Pointing dataset rows
■ ■ ■

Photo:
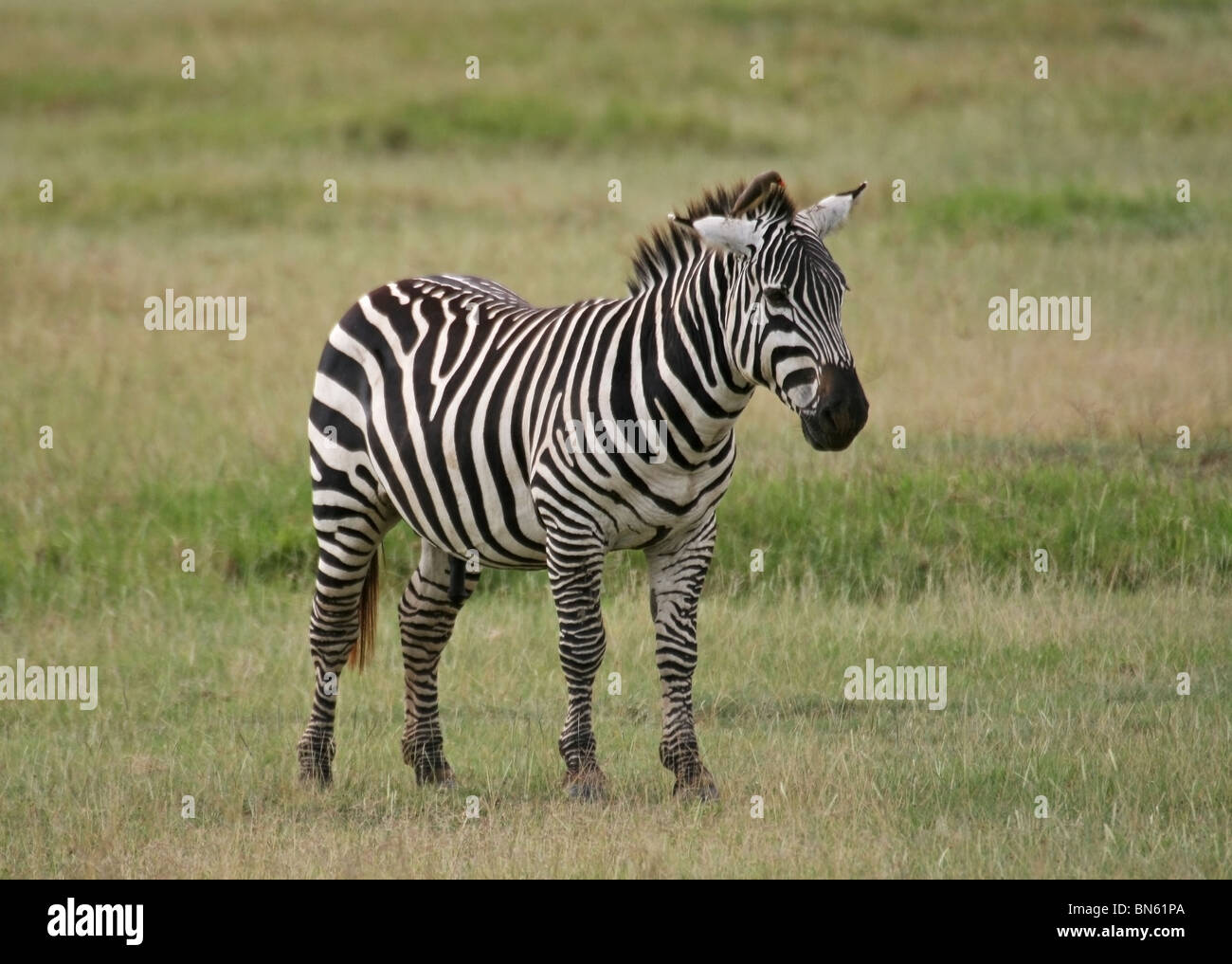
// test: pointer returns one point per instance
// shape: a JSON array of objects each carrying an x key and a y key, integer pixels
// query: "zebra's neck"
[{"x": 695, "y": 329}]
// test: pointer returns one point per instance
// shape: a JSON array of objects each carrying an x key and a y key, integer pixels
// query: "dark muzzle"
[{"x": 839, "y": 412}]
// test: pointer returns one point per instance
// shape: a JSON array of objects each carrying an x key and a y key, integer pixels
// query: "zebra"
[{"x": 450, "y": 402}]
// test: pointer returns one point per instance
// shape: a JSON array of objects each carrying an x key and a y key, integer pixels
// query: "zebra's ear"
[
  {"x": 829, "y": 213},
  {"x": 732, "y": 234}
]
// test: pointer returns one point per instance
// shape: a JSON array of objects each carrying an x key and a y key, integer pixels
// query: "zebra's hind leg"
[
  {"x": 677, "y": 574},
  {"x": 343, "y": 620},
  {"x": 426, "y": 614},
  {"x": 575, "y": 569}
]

■ ■ ■

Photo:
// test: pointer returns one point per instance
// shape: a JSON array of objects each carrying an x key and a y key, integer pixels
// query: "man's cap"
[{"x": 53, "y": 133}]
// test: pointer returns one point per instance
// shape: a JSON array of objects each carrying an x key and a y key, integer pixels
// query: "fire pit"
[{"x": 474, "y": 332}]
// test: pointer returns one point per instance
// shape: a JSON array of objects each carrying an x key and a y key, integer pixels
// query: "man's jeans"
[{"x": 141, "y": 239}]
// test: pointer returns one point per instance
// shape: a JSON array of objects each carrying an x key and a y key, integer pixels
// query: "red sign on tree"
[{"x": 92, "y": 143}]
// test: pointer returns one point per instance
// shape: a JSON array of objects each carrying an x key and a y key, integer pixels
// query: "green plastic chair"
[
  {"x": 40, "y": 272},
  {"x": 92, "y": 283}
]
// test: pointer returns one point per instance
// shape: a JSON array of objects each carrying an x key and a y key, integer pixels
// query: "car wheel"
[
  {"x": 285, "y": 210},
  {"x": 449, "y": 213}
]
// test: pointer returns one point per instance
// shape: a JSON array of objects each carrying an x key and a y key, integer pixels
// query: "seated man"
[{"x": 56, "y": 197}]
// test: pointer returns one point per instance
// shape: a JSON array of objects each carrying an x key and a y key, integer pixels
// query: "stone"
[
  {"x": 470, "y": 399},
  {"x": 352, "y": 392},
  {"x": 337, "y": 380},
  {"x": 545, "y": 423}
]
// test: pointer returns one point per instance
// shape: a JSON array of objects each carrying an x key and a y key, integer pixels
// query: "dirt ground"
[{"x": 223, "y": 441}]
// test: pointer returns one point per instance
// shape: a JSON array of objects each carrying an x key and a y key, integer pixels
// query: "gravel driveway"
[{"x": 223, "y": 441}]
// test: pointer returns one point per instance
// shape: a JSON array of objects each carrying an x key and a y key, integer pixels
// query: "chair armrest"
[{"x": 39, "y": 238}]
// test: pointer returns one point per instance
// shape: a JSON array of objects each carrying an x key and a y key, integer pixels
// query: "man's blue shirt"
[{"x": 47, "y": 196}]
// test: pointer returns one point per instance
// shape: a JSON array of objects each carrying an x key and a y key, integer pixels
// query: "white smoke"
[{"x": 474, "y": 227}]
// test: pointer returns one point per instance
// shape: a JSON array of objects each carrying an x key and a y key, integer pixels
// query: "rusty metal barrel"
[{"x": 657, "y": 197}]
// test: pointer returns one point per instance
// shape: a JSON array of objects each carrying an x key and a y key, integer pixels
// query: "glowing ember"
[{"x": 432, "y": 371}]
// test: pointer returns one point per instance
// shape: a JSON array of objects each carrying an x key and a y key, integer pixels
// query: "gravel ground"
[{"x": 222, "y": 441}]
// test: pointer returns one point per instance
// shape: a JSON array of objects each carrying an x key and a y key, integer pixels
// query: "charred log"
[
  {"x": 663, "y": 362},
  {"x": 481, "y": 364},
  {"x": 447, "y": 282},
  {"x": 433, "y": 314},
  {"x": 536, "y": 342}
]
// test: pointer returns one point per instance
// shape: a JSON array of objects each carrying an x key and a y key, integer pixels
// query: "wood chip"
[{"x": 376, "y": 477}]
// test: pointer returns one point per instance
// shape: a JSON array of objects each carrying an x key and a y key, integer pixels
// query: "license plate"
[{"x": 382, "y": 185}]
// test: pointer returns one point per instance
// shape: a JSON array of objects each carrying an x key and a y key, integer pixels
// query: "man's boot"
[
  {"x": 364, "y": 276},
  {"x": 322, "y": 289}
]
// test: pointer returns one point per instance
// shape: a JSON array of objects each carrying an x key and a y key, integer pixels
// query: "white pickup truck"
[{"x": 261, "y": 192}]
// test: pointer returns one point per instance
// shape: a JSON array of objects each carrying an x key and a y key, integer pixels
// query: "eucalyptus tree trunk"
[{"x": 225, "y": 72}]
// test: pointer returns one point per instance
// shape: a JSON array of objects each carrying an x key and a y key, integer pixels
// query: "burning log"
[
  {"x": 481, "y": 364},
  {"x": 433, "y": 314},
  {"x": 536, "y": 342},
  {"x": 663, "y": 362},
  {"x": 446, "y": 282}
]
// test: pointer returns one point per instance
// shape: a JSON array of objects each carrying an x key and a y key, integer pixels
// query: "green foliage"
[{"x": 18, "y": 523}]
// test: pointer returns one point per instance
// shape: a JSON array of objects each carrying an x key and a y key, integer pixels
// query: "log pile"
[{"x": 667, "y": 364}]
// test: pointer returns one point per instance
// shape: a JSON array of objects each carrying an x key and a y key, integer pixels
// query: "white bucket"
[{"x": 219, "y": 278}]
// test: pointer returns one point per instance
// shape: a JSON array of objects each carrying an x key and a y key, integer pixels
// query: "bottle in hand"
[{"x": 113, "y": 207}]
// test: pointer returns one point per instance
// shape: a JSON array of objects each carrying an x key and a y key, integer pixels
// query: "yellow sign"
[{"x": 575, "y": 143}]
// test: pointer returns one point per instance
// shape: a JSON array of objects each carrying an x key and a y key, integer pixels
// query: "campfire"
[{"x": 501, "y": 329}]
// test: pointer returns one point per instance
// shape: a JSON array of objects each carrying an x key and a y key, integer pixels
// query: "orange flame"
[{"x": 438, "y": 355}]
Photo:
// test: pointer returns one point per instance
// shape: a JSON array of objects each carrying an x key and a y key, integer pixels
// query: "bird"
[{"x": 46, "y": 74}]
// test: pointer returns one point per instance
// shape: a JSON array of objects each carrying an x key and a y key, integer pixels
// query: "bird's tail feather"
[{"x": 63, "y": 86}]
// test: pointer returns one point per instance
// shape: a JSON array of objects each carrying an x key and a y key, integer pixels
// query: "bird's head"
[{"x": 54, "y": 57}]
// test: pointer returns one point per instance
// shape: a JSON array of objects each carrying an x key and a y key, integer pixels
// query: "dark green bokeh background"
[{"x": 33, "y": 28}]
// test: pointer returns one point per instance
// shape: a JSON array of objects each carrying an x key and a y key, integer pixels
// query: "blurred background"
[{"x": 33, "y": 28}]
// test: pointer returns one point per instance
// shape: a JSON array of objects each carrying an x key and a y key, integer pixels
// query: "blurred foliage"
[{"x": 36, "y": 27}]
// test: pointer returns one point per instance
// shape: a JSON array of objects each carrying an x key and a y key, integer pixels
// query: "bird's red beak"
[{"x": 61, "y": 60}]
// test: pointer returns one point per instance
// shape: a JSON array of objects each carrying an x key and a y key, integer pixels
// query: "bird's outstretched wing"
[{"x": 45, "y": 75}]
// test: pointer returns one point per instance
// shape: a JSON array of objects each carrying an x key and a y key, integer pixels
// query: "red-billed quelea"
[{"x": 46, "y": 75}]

■ ■ ■

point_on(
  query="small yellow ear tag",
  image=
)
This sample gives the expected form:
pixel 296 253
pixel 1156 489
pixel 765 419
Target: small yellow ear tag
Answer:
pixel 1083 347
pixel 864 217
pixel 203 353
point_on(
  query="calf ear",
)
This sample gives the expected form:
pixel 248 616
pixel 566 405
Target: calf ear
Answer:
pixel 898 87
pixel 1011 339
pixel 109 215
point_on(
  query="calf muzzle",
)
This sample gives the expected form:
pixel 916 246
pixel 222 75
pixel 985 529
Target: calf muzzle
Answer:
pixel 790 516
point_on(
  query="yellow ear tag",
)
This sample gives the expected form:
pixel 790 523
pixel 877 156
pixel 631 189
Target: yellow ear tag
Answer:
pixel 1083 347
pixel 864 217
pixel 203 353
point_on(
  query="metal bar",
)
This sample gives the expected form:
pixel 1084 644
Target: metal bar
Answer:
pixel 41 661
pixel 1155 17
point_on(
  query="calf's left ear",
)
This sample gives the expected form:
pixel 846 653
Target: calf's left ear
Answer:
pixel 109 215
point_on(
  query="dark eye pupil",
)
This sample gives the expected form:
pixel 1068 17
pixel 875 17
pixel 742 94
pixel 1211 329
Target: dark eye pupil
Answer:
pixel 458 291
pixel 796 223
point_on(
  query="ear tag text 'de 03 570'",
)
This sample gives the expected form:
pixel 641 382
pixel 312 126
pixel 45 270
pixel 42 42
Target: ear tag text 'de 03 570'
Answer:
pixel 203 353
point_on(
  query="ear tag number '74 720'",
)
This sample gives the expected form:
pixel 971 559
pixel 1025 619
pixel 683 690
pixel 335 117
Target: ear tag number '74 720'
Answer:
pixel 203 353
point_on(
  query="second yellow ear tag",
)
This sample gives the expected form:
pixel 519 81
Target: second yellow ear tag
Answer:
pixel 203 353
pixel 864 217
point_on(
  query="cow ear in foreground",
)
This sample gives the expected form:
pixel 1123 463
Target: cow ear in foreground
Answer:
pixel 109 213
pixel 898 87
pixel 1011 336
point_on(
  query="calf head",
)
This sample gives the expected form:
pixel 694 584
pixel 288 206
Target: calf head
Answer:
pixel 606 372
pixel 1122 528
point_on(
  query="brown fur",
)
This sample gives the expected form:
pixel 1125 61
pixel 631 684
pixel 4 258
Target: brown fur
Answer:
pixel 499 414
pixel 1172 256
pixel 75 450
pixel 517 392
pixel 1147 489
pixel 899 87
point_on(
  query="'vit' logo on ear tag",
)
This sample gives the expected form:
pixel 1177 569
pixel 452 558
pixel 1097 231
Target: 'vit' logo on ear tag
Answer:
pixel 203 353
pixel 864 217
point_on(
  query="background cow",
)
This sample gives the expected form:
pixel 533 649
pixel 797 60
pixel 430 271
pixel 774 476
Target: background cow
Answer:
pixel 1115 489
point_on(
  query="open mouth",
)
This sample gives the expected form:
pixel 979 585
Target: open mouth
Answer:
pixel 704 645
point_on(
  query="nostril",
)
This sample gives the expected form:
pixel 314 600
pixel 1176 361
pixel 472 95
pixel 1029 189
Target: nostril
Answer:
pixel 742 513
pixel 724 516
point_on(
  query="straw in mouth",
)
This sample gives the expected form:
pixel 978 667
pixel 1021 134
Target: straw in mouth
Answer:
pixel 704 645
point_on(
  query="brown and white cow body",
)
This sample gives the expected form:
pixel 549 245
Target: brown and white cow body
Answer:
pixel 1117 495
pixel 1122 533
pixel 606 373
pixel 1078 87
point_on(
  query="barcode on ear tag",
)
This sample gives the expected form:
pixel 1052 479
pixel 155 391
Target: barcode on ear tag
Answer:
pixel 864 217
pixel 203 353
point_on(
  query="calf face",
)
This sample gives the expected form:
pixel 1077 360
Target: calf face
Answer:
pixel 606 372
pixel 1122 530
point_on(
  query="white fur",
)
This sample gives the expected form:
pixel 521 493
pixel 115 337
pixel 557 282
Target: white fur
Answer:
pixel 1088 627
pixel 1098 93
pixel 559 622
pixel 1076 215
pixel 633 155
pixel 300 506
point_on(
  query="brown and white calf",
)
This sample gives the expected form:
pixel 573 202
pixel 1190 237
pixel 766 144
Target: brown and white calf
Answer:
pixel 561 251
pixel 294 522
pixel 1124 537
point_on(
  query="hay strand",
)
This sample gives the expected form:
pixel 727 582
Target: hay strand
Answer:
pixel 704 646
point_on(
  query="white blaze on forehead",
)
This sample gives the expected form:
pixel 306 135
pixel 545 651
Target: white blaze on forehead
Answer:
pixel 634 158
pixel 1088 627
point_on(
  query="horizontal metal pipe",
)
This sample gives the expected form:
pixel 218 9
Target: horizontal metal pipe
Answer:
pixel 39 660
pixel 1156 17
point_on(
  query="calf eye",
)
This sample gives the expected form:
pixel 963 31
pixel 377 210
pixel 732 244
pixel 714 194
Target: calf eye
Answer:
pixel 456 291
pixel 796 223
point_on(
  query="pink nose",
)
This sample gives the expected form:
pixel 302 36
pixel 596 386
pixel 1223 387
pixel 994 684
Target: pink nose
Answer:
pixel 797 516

■ ■ ■

**TASK REQUIREMENTS**
Please list every line of the rows above that contains the string "logo", copying each one in full. Case counts.

**SOLUTION TO THE EXERCISE**
  query="'vit' logo on ear tag",
Target: 'vit' logo on ear tag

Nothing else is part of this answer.